_Instrução dada 1:_
Indique se cada afirmação a seguir está de acordo com o texto sobre o comando da Unesco. Responda sim ou não e cite literalmente as palavras do texto que decidem cada caso.
(a) A comissária Benita Férreo-Waldner foi a primeira opção do governo português para o comando da Unesco.
(b) Ernest Hemingway recebeu o prêmio Nobel de Literatura em 1960.
(c) Portugal passou a apoiar o candidato egípcio depois que a comissária retirou a candidatura.

_Texto extraído:_
Nomeado embaixador de Portugal junto à Unesco em janeiro deste ano,
o diplomata apoiava a austríaca Benita Férreo-Waldner, da Comissão
Européia, instituição que representa e defende os interesses dos
países europeus. Esta foi a primeira opção do governo português para o
comando da Unesco e quando a comissária retirou a sua candidatura,
Portugal passou a apoiar o candidato egípcio. Sobre a diferença de
opiniões com Carrilho, o Ministério de Negócios Exteriores de Portugal
declarou, em nota à imprensa, que "os compromissos do Estado português
são superiores e não podem ser postos em causa". Conforme publicado no
matutino Diário de Notícias, "a decisão de Carrilho de não
votar não merece comentários".
Os "destruidores de livros"
Contudo, a sua corajosa atitude se enquadra de forma primorosa no
elucidativo pensamento do escritor norte-americano Ernest Hemingway
acerca do que seja, de fato, um feito. Dizia o prêmio Nobel de
Literatura de 1954: "Jamais confunda movimento com ação."

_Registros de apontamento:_
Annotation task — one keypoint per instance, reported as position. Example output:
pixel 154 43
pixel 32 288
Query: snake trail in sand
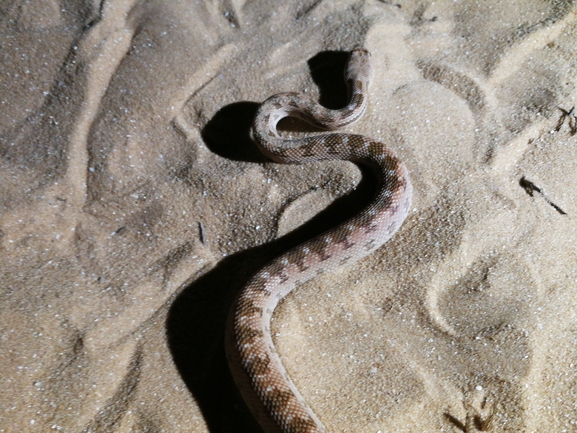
pixel 255 365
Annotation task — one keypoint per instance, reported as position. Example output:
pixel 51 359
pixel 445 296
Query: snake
pixel 256 367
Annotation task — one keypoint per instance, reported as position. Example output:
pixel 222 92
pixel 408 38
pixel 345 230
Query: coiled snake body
pixel 256 367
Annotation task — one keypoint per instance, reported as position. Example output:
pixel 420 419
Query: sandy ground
pixel 134 207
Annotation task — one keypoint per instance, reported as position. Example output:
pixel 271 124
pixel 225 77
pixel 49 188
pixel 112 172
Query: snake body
pixel 256 367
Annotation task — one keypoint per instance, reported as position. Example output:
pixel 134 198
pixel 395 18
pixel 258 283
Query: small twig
pixel 530 188
pixel 568 114
pixel 202 233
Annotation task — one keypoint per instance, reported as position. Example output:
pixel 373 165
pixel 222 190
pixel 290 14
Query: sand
pixel 133 207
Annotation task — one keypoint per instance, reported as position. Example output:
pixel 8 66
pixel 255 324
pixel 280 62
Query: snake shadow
pixel 196 319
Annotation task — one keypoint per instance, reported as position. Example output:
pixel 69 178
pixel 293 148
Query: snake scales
pixel 256 367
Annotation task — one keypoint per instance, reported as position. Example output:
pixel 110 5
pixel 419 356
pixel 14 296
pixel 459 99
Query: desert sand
pixel 134 206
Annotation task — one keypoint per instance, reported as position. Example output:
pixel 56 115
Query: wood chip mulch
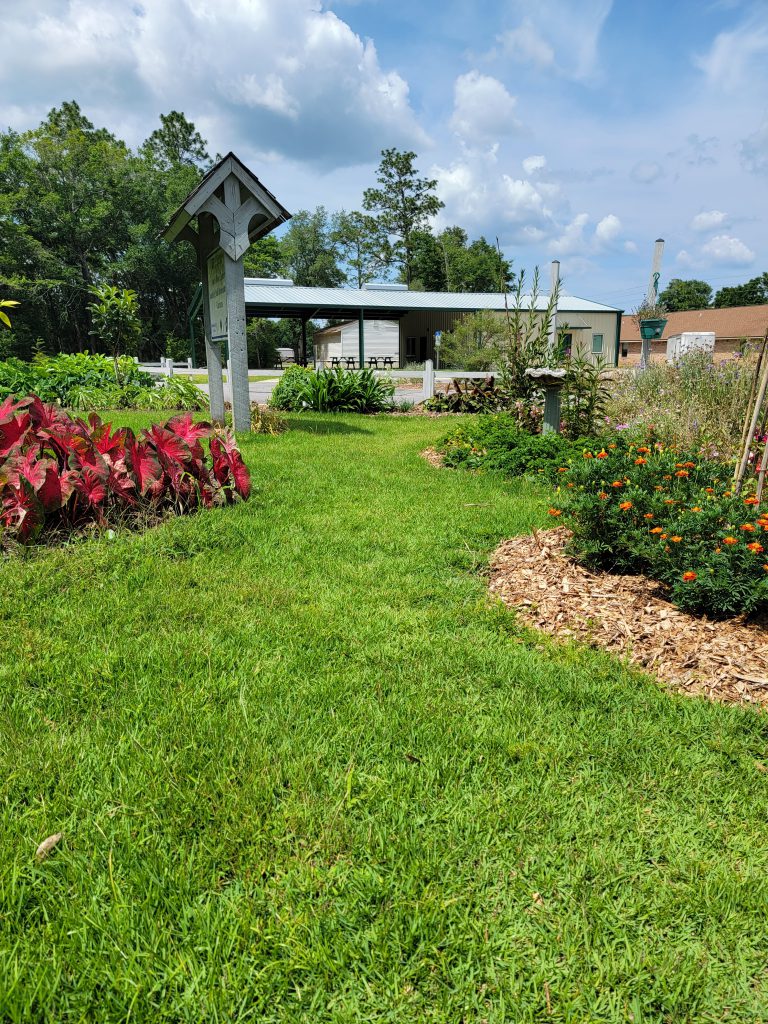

_Instrução dada 2:_ Renomeie "Example output" para "Sample output" nos registros, em tudo o que vai do início deles até a linha que contém "pixel 134 206", inclusive, sem mudar mais nada. Reescreva apenas esse trecho e deixe as imagens de fora.

_Resposta completa 1:_
(a) Sim: "Esta foi a primeira opção do governo português para o comando da Unesco".
(b) Não: "Dizia o prêmio Nobel de Literatura de 1954".
(c) Sim: "quando a comissária retirou a sua candidatura, Portugal passou a apoiar o candidato egípcio".

_Resposta completa 2:_
Annotation task — one keypoint per instance, reported as position. Sample output:
pixel 154 43
pixel 32 288
Query: snake trail in sand
pixel 255 365
Annotation task — one keypoint per instance, reported as position. Sample output:
pixel 51 359
pixel 445 296
Query: snake
pixel 256 367
Annotation task — one keypoint per instance, reported as position. Sample output:
pixel 222 92
pixel 408 38
pixel 345 230
Query: coiled snake body
pixel 256 367
Annotation task — one keypoint per instance, reported as position. Sample output:
pixel 420 419
Query: sandy ground
pixel 134 207
Annotation task — one keypoint per instance, reported as position. Sample output:
pixel 271 124
pixel 225 77
pixel 49 188
pixel 112 172
Query: snake body
pixel 256 367
Annotation task — one keypoint per instance, reported as position. Sample output:
pixel 134 198
pixel 395 18
pixel 258 283
Query: small twig
pixel 530 188
pixel 568 114
pixel 202 233
Annotation task — one keypoint per instance, reported as position. Sample output:
pixel 373 165
pixel 222 190
pixel 290 14
Query: sand
pixel 133 207
Annotation task — one keypoint per instance, reported as position. Sample output:
pixel 8 66
pixel 255 324
pixel 280 62
Query: snake shadow
pixel 196 319
Annotation task — one keypoint per instance, reported as position. Sample output:
pixel 69 178
pixel 293 148
Query: snake scales
pixel 256 367
Annotation task — one keypoint per instance, reported as position. Sample output:
pixel 110 5
pixel 419 356
pixel 14 296
pixel 459 99
Query: desert sand
pixel 134 206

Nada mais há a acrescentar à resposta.